DIRECTIVE: Reproduce the lines below without alteration, beginning with the line containing "Locate the green tapestry;" and continuing through the end of the records.

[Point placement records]
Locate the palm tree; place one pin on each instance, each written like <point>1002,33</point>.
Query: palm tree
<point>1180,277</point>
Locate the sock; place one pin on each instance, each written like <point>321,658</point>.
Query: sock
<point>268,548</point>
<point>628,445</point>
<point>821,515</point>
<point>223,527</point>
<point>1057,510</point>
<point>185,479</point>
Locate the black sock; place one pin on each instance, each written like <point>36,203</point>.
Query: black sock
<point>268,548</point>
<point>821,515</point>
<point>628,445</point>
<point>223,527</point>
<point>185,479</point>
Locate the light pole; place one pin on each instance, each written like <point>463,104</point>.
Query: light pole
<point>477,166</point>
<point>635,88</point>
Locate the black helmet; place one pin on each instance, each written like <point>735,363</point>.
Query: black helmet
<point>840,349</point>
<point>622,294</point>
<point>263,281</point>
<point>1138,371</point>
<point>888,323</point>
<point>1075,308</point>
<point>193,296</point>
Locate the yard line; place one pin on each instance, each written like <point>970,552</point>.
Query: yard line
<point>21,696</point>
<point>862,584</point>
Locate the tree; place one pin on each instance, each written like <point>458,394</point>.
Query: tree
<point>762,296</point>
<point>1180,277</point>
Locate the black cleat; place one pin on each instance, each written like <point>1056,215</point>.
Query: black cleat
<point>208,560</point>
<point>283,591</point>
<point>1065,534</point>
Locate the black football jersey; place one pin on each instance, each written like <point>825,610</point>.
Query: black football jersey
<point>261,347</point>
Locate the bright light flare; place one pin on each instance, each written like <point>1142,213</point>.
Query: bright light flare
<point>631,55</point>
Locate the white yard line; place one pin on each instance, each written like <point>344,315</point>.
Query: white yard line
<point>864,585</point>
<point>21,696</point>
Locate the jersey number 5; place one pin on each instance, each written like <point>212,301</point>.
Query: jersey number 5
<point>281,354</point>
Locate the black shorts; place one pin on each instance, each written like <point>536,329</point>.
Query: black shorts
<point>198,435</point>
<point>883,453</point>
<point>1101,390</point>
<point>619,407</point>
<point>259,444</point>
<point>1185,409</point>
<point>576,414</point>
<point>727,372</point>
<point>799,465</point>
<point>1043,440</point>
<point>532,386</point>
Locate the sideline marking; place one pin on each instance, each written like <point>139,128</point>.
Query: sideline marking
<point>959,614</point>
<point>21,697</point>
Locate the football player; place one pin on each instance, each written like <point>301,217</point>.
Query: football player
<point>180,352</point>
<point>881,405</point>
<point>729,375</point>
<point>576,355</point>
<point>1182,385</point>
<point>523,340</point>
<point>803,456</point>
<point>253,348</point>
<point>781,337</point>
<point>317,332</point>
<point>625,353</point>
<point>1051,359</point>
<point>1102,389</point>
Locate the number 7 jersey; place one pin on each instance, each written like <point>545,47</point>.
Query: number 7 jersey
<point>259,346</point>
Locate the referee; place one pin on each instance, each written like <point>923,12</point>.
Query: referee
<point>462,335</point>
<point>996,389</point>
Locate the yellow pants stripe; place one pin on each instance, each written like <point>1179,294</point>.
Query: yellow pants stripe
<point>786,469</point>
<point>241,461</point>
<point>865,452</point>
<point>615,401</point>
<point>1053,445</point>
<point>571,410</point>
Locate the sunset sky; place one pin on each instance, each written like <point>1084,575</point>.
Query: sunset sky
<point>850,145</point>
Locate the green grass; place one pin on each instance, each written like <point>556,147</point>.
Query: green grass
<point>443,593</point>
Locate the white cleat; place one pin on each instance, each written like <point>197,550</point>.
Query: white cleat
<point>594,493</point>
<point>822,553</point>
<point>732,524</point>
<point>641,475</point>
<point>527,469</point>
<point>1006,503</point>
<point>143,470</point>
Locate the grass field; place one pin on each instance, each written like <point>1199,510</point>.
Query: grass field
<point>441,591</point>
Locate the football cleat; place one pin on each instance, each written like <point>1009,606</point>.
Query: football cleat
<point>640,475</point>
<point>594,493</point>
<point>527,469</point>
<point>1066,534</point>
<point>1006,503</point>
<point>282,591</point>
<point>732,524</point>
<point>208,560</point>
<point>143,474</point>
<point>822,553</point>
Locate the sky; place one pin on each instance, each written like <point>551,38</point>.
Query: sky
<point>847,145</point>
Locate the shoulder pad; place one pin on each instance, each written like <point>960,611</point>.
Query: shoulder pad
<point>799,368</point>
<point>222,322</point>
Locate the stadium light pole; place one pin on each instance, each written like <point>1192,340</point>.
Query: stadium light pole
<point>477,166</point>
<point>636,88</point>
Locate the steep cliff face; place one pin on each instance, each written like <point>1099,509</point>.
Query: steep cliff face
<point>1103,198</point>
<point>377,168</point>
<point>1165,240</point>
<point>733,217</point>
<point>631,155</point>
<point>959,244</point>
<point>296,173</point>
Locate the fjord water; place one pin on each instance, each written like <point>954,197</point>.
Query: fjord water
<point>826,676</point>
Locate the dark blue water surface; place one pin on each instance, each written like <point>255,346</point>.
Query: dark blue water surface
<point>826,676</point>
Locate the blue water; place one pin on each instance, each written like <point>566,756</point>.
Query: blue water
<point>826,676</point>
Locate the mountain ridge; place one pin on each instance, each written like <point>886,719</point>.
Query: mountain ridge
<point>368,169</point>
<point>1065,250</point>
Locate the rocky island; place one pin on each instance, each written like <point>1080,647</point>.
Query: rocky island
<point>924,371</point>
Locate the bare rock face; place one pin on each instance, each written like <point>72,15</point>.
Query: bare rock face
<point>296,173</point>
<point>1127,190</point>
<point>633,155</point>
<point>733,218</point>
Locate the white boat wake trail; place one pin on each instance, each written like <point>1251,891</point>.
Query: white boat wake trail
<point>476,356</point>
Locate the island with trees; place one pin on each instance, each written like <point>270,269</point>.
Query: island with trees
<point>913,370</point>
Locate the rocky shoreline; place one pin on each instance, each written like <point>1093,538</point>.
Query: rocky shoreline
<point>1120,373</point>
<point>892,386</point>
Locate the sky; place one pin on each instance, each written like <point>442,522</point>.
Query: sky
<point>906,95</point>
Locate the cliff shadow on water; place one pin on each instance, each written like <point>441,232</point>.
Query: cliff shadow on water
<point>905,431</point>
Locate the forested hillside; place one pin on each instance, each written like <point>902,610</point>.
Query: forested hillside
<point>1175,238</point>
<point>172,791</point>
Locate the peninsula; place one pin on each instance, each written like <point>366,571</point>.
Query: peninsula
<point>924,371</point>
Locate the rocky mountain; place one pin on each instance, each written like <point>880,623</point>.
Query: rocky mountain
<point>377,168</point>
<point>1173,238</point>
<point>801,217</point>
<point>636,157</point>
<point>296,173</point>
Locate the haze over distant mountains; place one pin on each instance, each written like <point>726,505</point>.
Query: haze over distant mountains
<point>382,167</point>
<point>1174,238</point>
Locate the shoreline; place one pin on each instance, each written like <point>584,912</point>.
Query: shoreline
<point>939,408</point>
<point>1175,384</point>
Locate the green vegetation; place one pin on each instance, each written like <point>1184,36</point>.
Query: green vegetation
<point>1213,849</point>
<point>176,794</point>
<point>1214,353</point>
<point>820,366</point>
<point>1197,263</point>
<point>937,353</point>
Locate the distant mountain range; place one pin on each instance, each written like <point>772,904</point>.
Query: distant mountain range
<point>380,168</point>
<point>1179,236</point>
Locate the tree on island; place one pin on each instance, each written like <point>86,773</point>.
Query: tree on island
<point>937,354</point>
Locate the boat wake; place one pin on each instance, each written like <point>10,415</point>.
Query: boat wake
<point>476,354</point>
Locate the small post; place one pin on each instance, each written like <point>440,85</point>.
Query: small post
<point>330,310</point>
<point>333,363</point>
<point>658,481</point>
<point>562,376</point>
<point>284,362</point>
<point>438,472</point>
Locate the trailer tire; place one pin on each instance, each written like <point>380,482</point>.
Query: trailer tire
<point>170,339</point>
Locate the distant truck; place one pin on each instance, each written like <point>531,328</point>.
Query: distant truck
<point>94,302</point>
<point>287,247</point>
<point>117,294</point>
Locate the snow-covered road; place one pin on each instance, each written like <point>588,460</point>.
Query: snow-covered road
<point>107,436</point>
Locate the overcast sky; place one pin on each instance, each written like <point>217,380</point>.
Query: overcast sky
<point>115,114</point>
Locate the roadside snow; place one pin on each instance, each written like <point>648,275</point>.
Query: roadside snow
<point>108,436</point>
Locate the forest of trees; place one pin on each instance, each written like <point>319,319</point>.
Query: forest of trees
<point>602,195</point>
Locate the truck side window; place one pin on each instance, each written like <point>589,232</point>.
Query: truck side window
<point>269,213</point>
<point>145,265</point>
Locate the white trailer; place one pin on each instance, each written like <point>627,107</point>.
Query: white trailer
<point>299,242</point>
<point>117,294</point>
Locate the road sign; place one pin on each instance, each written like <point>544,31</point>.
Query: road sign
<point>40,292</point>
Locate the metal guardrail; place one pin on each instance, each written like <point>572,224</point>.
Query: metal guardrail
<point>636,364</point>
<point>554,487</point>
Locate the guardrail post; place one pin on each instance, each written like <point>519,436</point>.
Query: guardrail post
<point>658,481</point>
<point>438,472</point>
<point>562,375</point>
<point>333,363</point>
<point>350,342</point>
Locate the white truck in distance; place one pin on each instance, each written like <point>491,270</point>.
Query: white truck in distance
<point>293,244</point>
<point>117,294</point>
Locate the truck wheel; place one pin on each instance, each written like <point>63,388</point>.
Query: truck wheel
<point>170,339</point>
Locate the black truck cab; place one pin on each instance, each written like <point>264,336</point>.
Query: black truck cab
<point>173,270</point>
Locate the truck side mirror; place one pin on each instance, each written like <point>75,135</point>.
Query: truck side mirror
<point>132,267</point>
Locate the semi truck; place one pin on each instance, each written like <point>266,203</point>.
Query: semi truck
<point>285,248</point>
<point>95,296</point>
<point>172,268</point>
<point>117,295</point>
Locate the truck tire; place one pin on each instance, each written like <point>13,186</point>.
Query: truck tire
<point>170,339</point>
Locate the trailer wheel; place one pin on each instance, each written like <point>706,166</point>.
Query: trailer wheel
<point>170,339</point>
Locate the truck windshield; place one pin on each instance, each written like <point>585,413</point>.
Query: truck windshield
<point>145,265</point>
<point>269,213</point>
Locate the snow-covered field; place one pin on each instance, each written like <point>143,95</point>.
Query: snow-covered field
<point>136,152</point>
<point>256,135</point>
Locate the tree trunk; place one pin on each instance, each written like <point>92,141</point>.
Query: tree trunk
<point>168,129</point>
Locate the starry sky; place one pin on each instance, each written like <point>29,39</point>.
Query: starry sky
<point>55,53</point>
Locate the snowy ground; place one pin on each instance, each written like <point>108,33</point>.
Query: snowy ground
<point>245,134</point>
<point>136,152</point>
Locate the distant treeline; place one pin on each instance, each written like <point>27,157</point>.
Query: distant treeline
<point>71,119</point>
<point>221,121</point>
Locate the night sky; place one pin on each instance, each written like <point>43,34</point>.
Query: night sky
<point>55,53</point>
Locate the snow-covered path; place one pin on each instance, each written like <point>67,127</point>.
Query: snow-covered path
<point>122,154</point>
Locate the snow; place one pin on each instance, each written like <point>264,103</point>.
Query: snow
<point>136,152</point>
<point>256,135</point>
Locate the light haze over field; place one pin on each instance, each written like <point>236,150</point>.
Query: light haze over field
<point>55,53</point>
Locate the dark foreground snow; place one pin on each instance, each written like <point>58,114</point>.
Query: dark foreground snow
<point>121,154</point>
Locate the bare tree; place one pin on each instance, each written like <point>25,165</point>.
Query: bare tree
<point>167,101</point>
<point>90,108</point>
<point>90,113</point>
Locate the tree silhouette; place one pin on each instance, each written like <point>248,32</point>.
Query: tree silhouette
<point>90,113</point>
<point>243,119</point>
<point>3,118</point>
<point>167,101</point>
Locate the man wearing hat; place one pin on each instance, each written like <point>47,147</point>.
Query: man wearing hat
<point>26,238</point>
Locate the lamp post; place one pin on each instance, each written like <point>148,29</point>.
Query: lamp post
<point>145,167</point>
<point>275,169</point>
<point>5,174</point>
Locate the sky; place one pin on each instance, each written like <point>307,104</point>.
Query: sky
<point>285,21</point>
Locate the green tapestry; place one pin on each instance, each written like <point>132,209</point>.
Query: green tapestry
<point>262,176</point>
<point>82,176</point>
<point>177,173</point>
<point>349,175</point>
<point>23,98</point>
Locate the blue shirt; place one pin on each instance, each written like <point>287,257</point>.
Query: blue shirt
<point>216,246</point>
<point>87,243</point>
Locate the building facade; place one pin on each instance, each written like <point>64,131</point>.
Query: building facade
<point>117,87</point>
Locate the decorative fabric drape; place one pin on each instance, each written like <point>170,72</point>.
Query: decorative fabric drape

ANSWER BELOW:
Locate the green tapestry; place one pin on each instance, each written like <point>132,209</point>.
Query: green tapestry
<point>262,176</point>
<point>82,176</point>
<point>177,173</point>
<point>349,175</point>
<point>23,98</point>
Locate the blue shirt; place one pin on each instance, each written like <point>287,257</point>.
Query: blue shirt
<point>216,246</point>
<point>87,243</point>
Locate the building facade; place one pin on each instance, each written like <point>64,131</point>.
Query: building facade
<point>117,87</point>
Locate the decorative fabric drape; place one pin on each instance, each written like <point>170,72</point>.
Query: decorative fabric drape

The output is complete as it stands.